(Excerpts of pointing data)

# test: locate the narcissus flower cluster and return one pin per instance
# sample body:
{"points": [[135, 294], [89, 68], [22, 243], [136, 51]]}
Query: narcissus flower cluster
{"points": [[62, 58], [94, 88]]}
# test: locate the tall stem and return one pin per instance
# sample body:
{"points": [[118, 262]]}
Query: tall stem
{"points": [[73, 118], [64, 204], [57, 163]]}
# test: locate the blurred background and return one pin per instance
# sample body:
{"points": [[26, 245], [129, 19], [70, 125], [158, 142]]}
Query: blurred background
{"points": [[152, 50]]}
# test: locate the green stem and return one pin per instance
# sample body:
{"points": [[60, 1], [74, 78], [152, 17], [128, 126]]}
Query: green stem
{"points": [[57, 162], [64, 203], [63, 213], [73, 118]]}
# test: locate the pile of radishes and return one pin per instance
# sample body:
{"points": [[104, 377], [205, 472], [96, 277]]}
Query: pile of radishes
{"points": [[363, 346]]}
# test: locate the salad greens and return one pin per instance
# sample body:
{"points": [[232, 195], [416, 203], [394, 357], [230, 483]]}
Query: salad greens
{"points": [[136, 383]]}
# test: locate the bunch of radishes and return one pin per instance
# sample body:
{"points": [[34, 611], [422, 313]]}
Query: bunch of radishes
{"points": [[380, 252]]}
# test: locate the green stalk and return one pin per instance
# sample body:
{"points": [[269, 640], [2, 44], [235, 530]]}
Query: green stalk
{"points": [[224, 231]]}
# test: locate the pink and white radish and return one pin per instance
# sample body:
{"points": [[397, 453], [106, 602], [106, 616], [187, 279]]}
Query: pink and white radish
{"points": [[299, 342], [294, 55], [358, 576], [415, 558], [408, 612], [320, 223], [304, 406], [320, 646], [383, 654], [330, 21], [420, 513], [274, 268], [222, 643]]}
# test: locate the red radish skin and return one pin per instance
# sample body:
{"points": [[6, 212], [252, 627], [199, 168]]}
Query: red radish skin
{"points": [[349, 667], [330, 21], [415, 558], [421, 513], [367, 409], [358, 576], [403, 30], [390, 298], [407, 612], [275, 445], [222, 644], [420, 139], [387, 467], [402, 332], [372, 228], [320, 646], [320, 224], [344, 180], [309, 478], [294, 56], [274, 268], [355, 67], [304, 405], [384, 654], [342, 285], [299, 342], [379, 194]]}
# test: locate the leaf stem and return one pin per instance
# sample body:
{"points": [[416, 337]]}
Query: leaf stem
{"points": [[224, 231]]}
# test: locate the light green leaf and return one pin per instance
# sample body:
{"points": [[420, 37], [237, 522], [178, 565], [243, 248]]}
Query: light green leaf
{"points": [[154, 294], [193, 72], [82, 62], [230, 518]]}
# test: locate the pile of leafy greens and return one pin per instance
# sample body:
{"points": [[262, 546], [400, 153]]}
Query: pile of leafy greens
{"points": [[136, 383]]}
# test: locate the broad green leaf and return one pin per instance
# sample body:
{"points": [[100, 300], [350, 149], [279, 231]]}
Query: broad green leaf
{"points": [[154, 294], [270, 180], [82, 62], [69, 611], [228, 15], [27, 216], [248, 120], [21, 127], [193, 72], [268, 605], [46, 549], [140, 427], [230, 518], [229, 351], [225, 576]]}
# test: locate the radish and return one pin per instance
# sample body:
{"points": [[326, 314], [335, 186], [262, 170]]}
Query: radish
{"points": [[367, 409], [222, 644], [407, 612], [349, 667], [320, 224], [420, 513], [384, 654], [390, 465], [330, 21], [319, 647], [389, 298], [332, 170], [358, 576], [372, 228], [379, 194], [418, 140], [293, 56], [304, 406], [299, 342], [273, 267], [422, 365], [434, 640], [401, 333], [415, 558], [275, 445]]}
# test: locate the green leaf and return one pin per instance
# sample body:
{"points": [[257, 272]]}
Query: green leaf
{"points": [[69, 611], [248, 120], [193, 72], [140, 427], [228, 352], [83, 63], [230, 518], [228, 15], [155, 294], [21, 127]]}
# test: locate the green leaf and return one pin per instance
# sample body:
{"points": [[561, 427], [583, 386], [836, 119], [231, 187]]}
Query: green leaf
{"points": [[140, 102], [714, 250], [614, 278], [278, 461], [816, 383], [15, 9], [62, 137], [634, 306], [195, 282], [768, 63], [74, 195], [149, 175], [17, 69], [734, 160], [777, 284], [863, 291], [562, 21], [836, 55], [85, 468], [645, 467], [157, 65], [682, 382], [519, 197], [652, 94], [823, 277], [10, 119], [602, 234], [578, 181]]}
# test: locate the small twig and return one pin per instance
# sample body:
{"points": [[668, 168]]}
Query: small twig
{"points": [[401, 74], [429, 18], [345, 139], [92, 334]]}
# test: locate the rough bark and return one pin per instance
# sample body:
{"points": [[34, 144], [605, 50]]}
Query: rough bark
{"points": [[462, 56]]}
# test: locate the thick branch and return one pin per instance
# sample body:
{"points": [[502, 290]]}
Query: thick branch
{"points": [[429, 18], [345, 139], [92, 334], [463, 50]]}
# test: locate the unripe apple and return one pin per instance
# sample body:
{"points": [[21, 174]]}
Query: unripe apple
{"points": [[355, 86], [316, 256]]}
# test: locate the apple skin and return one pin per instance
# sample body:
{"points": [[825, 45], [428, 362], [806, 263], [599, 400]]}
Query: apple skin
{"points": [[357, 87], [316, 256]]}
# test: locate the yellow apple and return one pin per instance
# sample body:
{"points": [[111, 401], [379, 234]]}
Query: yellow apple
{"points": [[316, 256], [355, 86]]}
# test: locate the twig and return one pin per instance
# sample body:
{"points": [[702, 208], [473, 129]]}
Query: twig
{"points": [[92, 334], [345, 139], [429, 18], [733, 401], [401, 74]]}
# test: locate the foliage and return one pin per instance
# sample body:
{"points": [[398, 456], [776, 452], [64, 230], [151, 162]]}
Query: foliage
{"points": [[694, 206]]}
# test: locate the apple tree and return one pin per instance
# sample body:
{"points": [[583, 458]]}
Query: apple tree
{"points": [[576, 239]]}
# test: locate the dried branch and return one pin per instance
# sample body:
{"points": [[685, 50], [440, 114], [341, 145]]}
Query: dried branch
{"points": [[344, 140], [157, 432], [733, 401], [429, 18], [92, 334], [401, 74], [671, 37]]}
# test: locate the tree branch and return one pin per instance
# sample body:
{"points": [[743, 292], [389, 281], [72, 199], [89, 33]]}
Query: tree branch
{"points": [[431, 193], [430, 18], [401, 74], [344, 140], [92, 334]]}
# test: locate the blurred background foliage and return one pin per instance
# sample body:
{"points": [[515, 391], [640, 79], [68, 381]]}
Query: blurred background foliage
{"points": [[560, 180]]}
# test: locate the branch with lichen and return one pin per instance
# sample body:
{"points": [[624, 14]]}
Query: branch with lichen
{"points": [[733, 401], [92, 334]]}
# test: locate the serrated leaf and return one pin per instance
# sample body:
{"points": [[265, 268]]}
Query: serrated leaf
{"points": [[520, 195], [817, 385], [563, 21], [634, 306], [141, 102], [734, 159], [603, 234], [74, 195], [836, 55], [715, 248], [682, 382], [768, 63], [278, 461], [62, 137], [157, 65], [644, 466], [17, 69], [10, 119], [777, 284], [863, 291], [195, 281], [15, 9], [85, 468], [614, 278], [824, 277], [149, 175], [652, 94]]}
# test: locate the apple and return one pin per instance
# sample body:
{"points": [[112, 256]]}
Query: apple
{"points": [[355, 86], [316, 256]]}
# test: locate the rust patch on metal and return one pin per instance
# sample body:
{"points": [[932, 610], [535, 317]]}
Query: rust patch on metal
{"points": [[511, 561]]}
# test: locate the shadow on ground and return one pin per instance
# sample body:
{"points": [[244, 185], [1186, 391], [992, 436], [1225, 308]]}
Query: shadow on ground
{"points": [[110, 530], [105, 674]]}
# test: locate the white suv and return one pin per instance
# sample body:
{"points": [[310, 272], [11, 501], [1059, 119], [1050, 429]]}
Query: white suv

> **WHAT IS NEEDED**: Return only the lines running from the line with "# test: locate the rust" to the last line of the records, both included, exactly as written.

> **ANSWER TO THIS TASK**:
# test: locate the rust patch on metal and return one pin per instance
# sample body:
{"points": [[932, 610], [535, 317]]}
Query: rust patch on metal
{"points": [[511, 561]]}
# test: locate the shadow on ground and return one pin per instance
# sample body:
{"points": [[244, 185], [1186, 391], [992, 436], [1225, 308]]}
Query: shadow on ground
{"points": [[110, 530], [105, 674]]}
# test: locate the white suv and return one pin per instance
# sample body:
{"points": [[310, 272], [11, 501], [1059, 119], [1050, 429]]}
Query: white suv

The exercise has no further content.